*EXERCISE:*
Give the number of lines below that contain the string "groom", and no other text.

*EXTRACTED DATA:*
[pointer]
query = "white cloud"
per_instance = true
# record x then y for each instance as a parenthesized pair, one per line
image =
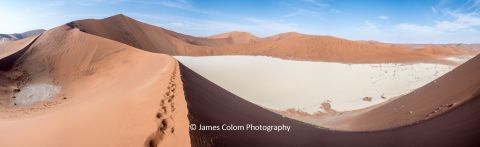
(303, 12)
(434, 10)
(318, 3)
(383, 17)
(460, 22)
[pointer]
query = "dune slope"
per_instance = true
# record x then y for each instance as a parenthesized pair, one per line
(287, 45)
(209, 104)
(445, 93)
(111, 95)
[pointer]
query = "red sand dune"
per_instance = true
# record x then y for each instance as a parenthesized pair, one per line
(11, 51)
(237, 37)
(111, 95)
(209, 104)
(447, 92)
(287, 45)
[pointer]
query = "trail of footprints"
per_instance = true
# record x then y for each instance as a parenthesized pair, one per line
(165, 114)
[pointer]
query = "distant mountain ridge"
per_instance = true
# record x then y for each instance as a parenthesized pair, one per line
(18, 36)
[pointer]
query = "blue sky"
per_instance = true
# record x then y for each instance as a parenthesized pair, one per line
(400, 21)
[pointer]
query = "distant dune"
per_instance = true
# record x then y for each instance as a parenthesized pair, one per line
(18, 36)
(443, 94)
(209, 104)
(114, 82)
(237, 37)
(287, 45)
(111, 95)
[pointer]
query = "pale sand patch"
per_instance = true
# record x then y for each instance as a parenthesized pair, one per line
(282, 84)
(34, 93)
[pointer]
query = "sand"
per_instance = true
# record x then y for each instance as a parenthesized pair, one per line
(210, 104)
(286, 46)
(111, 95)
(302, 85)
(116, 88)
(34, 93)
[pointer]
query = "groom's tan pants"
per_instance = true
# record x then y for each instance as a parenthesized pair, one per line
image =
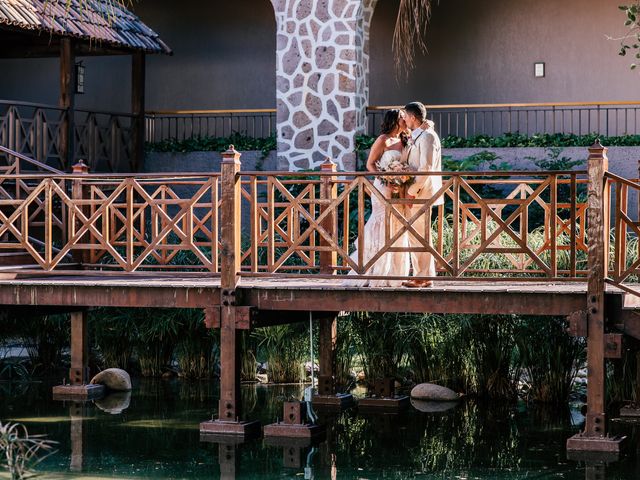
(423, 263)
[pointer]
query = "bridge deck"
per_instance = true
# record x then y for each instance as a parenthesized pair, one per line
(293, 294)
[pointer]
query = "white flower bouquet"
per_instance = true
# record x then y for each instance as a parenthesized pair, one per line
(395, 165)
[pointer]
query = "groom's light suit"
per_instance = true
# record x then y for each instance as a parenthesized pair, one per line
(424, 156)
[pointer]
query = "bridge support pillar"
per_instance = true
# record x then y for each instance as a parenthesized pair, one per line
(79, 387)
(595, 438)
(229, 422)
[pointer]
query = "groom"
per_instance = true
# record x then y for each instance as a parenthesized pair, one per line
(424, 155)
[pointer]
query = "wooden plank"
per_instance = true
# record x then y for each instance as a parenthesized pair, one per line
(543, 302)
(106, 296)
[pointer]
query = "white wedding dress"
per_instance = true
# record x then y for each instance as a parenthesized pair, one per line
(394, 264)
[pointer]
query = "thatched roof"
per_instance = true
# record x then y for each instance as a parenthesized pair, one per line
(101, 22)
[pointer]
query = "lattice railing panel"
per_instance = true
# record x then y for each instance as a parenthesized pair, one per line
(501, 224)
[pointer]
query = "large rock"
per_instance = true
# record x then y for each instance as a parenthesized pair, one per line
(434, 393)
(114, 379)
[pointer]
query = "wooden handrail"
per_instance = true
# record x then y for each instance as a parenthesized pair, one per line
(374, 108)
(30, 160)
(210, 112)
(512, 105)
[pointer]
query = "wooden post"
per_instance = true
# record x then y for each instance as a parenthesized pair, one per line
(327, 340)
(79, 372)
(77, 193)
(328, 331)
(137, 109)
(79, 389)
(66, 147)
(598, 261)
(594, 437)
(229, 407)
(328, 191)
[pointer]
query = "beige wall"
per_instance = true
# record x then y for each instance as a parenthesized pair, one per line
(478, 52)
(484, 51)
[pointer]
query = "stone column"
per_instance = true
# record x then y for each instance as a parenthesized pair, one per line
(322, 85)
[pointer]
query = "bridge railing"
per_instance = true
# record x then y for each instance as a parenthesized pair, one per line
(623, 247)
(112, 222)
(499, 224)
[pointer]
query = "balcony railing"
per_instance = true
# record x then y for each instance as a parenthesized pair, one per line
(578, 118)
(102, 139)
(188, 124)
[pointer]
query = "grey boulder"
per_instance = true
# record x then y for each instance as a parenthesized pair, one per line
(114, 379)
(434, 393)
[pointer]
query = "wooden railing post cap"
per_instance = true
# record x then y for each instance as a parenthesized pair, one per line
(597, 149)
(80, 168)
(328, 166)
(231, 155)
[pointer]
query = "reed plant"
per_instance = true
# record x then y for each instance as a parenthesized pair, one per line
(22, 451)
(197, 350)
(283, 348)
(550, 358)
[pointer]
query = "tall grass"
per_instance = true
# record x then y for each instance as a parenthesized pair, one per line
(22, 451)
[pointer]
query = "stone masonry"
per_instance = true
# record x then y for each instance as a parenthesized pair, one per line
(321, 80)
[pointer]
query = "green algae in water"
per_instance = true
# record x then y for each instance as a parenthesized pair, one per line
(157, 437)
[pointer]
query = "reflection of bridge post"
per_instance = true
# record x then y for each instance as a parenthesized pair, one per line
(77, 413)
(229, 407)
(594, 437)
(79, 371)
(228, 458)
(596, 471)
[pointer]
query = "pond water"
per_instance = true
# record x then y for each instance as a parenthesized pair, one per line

*YOUR RESPONSE:*
3